-- TEXT SHOWN start --

This method begins by finding the one-variable model producing the highest \(R^2\). Next, the variable that yields the greatest increase in \(R^2\) is added.

Once the two-variable model is obtained, each of the variables in the model is compared to each variable not in the model. For each comparison, the MAXR method determines if removing one variable and replacing it with the other variable increases \(R^2\). After comparing all possible switches, the MAXR method makes the switch that produces the largest increase in \(R^2\).

Comparisons begin again, and the process continues until the MAXR method finds that no switch could increase \(R^2\). Therefor, the two-variable model that’s achieved is the “best” two-variable model the technique could find, the “best” three-variable model, and so forth.

H2O MaxRGLM

The H2O MaxRGLM algorithm is guaranteed to return the model with the best \(R^2\) value for each predictor subset size. To guarantee we find the model with the best \(R^2\) value for a particular number of predictors we will:

  • generate all possible combinations of x predictors out of the n predictors (if there are n predictors and we are looking at using x predictors),

  • generate the training frame for each element in the combination of x predictors,

  • build the model and look at the \(R^2\) value,

  • chose the combination with the best \(R^2\) value,

  • store the predictor names and \(R^2\) values in an array.

Examples

library(h2o)

# Import the prostate dataset:
prostate <- h2o.importFile("http://s3.amazonaws.com/h2o-public-test-data/smalldata/prostate/prostate.csv")

# Set the predictors and response:
response <- "GLEASON"
predictors <- c("AGE", "RACE", "CAPSULE", "DCAPS", "PSA", "VOL", "DPROS")

# Build and train the model:
maxrglm_model <- h2o.maxrglm(y = response, x = predictors,
                             seed = 12345, training_frame = prostate,
                             max_predictor_number = 2)

# Find the best R2 value:
h2o.get_best_r2_values(maxrglm_model)
import h2o
from estimators import H2OMaxRGLMEstimator
h2o.init()

# Import the prostate dataset:
prostate = h2o.import_file("http://s3.amazonaws.com/h2o-public-test-data/smalldata/prostate/prostate.csv")

# Set the predictors and response:
predictors = ["AGE","RACE","CAPSULE","DCAPS","PSA","VOL","DPROS"]
response = "GLEASON"

# Build and train the model:
maxrglm_model = H2OMaxRGLMEstimator(max_predictor_number=2, seed=12345)
maxrglm_model.train(x=predictors, y=response, training_frame=prostate)

# Find the best R2 value:
maxrglm_model.get_best_r2_values()

-- TEXT SHOWN end --

**SET TASK 1**
Please write out the stretch of the MaxRGLM passage from "This method begins" through "and so forth.", word for word.
The rows that follow are unrelated to the MaxRGLM passage.

-- ENTRIES start --

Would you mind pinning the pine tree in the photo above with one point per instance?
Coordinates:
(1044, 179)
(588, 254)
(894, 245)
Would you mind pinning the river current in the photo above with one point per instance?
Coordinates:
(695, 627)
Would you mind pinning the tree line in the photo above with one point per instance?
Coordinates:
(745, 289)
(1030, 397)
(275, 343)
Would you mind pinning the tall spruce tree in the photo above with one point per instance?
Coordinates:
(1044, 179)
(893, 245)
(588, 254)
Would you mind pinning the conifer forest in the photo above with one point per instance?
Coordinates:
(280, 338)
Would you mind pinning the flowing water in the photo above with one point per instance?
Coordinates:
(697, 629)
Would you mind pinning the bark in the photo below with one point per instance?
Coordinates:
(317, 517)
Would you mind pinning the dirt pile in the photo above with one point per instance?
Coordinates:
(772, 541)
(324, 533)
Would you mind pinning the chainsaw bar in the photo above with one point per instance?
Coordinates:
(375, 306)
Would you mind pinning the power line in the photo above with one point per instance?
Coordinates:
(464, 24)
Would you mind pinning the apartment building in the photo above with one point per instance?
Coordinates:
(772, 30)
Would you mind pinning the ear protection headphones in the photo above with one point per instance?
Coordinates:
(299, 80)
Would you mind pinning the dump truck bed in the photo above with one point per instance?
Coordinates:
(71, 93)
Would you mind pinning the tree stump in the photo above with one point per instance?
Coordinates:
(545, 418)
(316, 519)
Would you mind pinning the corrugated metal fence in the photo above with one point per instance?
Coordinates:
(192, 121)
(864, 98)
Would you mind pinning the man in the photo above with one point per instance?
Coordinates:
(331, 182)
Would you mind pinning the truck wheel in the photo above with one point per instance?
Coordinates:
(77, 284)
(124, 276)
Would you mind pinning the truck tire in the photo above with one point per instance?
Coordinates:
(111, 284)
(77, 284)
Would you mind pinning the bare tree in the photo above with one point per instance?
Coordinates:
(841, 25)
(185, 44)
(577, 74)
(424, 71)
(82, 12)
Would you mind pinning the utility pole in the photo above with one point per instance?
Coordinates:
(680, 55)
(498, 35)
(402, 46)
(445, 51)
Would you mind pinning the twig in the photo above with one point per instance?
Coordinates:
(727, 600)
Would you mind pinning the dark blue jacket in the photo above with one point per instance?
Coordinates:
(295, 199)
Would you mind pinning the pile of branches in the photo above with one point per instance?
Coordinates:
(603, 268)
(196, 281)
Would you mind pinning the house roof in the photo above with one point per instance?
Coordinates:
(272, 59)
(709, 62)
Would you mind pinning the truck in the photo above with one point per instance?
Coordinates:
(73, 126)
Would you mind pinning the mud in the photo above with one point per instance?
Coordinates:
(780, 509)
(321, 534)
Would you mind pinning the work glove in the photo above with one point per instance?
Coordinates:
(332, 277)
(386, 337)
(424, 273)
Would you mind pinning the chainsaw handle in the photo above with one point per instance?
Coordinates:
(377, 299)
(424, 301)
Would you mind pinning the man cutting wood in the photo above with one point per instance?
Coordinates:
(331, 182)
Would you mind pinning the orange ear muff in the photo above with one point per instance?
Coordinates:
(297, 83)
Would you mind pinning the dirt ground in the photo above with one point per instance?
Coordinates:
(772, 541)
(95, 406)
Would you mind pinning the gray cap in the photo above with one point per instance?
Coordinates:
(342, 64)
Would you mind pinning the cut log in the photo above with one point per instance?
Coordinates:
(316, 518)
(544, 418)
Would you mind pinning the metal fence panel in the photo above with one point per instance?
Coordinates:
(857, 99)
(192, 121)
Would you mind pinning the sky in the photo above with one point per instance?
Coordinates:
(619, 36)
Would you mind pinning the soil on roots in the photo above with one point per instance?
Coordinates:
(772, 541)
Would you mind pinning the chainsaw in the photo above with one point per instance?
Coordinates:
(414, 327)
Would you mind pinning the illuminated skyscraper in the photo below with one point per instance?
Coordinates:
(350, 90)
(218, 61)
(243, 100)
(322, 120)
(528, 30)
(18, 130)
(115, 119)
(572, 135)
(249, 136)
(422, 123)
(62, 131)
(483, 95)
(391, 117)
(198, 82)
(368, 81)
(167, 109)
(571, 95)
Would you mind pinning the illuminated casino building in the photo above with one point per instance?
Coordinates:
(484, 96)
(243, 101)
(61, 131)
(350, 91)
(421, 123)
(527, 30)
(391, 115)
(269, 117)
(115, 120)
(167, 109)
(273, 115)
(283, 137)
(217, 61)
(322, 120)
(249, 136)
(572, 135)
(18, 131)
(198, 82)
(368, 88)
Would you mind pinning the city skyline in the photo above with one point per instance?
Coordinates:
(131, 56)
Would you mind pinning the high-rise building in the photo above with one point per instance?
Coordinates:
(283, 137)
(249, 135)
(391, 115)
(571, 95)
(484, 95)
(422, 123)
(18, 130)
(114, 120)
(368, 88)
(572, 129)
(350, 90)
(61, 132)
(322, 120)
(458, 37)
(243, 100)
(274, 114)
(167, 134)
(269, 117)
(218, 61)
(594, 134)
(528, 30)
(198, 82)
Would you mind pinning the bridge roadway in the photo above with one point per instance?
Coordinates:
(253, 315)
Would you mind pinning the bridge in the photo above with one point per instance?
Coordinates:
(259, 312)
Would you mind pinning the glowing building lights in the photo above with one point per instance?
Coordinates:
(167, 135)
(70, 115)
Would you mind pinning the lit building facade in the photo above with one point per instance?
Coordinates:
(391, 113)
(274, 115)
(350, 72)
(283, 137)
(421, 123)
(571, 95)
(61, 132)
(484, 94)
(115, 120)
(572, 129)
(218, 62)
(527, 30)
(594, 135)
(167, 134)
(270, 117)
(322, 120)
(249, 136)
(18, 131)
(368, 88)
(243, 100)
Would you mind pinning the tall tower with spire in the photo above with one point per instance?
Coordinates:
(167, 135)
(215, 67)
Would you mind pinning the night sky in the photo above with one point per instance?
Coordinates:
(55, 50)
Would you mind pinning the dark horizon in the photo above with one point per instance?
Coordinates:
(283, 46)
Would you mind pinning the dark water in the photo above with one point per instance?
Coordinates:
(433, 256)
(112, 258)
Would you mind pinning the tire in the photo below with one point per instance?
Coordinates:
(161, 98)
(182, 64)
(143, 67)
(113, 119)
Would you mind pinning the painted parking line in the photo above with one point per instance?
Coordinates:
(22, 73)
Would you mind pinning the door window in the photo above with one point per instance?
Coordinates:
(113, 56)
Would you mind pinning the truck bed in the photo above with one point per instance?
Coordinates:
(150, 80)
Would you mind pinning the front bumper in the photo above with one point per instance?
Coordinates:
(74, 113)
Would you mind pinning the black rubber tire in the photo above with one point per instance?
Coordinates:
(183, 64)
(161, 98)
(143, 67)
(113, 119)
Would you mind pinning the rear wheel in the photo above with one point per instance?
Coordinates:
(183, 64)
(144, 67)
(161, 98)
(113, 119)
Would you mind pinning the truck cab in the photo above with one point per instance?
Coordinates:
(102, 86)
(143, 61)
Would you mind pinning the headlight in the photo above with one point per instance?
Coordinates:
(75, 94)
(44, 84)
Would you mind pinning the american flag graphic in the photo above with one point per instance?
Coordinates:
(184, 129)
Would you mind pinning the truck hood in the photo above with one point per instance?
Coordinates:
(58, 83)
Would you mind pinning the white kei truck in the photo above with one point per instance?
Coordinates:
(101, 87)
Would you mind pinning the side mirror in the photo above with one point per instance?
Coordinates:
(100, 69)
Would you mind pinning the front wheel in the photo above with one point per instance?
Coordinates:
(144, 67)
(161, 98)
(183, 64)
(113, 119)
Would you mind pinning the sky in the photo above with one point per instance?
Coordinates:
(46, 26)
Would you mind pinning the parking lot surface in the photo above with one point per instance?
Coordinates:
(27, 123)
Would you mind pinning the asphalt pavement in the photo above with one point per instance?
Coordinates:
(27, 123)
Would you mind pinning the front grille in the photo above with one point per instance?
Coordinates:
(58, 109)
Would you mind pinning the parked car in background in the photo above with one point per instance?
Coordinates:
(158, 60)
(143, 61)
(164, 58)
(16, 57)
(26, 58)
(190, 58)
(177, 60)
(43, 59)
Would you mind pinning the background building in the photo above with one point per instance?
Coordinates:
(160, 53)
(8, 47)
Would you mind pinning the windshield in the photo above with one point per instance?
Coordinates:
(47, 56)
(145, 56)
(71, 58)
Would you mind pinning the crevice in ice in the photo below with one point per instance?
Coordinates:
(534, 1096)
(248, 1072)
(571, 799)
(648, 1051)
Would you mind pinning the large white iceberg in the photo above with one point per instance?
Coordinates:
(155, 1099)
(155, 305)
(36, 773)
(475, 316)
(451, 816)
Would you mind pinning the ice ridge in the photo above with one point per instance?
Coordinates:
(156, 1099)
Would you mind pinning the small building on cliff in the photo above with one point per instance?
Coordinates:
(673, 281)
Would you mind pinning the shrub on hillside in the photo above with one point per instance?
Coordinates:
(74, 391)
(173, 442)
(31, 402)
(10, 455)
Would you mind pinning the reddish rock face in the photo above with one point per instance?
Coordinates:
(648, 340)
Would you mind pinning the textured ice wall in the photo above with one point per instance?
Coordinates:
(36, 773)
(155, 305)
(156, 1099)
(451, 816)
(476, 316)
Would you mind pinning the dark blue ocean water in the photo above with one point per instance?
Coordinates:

-- ENTRIES end --

**SET TASK 2**
Identify every line in the rows that contains the string "bridge", treating uppercase and lowercase as different.

**EXPECTED OUTPUT 1**
This method begins by finding the one-variable model producing the highest \(R^2\). Next, the variable that yields the greatest increase in \(R^2\) is added.

Once the two-variable model is obtained, each of the variables in the model is compared to each variable not in the model. For each comparison, the MAXR method determines if removing one variable and replacing it with the other variable increases \(R^2\). After comparing all possible switches, the MAXR method makes the switch that produces the largest increase in \(R^2\).

Comparisons begin again, and the process continues until the MAXR method finds that no switch could increase \(R^2\). Therefor, the two-variable model that’s achieved is the “best” two-variable model the technique could find, the “best” three-variable model, and so forth.

**EXPECTED OUTPUT 2**
Would you mind pinning the bridge roadway in the photo above with one point per instance?
Would you mind pinning the bridge in the photo above with one point per instance?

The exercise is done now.